What we are doing, is when we know that diagnosis of Parkinson's disease or when we know the diagnosis of say, stroke, we ask the patient to walk on that. We’re collecting a huge number of data on the mat. We are seeing a very clear pattern that Parkinson’s disease, they have different pattern. Those having only stroke, they have a different pattern. Another thing known as hydrocephalus – there's water in the brain – they also have walking difficulty and they have a different pattern. We can fix a pattern for each diagnosis. And then if we don't know the diagnosis, we ask the patient to walk on that and at least with the software, this can give the hint that it’s Parkinson’s disease or vascular parkinsonism or hydrocephalus and likewise.

For Babu, we asked him to walk on that because all the diseases, what we talked were Parkinson’s disease, vascular Parkinsonism, spinal cord, myelopathy. They should have a constant pattern when they walk. In his case, what we saw, that he had walking difficulty but the pattern kept on changing. That was in favour of an non-organic – that means psychogenic disorder rather than organic disorder because any organic disorder, the pattern will remain same in all the walks.

In Babus case, it was different every time. so, that was the clue that he has psychogenic walking disorder rather than true walking disorder. That gave us an idea that something is wrong not physically – psychologically. So, we discussed the case with our psychiatrist.

Hannah - And so, Babu, his family and myself took a lift down to another ward since the doctors weren’t sure if Babus symptoms were due to inflammation around his spinal cord or if it was an emotional reaction to stress. A psychiatric assessment was required.

P. Kumar - My name is Dr. Praveen Kumar. I'm a consultant child and adolescent psychiatrist.

Hannah - And you just spent the last hour speaking with Mohammed Islam and his nickname is Babu's family. And then also spending half an hour chatting with Babu himself. What did you find out during that consultation?

P. Kumar - First session, like I just tried to establish a rapport with the child. Okay, this is a case which is referred from a neurologist. They have investigated further on neurological diseases and they are suspecting there is some psychological component maybe associated with this child. I thought during the first session, okay, I’ll be just establishing a rapport with the child. That means, just as you saw, like I asked about his positive things – what he likes to do or we talked about the activities he’s good at.

Hannah - And you mentioned sports and then he got really stuck into some mathematical calculations that you laid out for him.

**Material shown**
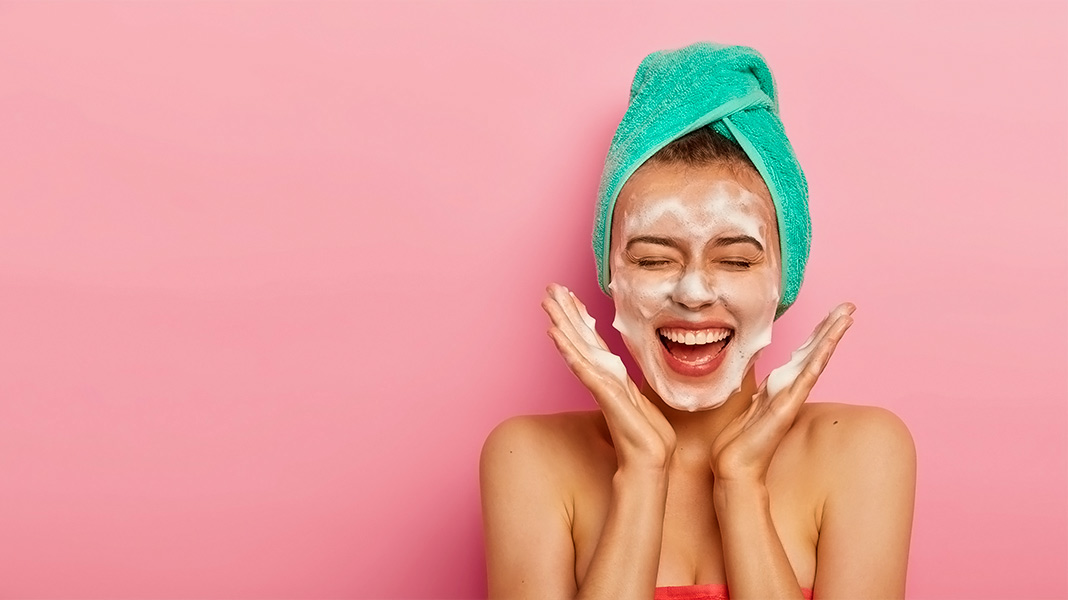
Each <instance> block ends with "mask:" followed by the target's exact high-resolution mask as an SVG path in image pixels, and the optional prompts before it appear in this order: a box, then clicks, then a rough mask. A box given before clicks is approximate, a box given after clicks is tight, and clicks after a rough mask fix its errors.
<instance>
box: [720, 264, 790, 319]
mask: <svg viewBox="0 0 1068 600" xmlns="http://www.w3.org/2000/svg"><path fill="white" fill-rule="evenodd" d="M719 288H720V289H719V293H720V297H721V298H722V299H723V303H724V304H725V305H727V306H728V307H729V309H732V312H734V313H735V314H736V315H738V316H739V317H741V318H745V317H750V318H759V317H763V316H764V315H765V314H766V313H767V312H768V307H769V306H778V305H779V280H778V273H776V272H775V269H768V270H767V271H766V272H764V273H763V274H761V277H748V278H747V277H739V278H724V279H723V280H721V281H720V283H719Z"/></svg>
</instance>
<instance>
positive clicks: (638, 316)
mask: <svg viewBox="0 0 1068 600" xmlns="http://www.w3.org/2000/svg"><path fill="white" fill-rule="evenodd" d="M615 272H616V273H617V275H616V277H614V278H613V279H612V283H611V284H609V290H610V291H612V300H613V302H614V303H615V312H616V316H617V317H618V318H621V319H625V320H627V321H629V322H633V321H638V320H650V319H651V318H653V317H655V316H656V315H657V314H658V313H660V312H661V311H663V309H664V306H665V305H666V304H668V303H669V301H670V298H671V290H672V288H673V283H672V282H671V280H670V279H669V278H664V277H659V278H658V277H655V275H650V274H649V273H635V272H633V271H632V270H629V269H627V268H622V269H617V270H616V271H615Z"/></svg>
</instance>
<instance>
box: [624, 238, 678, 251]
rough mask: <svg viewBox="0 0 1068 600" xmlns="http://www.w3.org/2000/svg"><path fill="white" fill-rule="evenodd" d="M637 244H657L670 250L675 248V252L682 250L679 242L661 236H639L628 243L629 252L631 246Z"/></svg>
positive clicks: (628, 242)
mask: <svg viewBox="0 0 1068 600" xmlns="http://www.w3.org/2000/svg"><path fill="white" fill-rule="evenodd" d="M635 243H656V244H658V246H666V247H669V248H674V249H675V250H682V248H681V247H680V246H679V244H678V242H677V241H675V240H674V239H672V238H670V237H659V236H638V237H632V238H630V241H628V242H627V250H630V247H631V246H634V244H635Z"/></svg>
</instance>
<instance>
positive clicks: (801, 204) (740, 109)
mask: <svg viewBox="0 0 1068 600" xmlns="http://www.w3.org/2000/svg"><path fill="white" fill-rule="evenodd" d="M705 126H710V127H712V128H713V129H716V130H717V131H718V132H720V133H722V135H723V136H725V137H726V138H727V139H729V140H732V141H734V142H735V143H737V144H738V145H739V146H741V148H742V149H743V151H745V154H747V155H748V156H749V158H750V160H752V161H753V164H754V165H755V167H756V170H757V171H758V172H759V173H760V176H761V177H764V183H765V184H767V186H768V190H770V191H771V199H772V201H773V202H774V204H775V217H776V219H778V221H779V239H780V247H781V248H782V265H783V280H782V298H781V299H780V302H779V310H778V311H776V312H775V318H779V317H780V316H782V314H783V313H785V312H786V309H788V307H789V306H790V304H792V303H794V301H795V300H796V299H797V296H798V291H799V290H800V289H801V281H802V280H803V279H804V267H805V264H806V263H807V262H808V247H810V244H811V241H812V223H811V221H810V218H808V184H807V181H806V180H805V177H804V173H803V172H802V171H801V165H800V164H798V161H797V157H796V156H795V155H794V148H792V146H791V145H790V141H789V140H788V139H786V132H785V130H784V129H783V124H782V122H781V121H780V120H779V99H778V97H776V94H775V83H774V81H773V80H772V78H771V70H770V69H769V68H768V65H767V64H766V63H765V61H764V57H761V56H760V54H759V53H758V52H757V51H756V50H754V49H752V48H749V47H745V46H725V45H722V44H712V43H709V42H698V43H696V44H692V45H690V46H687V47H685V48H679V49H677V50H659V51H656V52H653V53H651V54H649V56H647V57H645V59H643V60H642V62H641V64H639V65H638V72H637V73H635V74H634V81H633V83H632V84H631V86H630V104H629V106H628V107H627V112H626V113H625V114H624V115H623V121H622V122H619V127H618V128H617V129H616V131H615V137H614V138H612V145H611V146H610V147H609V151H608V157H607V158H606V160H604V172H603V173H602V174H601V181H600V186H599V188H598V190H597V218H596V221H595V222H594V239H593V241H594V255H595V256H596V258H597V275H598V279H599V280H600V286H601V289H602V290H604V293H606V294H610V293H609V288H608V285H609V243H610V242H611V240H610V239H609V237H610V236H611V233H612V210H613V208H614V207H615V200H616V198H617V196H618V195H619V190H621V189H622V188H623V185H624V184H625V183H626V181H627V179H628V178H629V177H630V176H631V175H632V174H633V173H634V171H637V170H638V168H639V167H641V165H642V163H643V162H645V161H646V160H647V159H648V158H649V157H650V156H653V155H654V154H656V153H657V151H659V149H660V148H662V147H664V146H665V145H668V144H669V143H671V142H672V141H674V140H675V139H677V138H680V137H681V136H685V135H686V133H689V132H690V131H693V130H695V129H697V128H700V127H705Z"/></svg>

**What to produce**
Reproduce the gait assessment transcript from the words "In Babus case, it" through the words "assessment was required.", swapping "psychiatrist" for "psychologist" in that section.

**Problem solution**
In Babus case, it was different every time. so, that was the clue that he has psychogenic walking disorder rather than true walking disorder. That gave us an idea that something is wrong not physically – psychologically. So, we discussed the case with our psychologist.

Hannah - And so, Babu, his family and myself took a lift down to another ward since the doctors weren’t sure if Babus symptoms were due to inflammation around his spinal cord or if it was an emotional reaction to stress. A psychiatric assessment was required.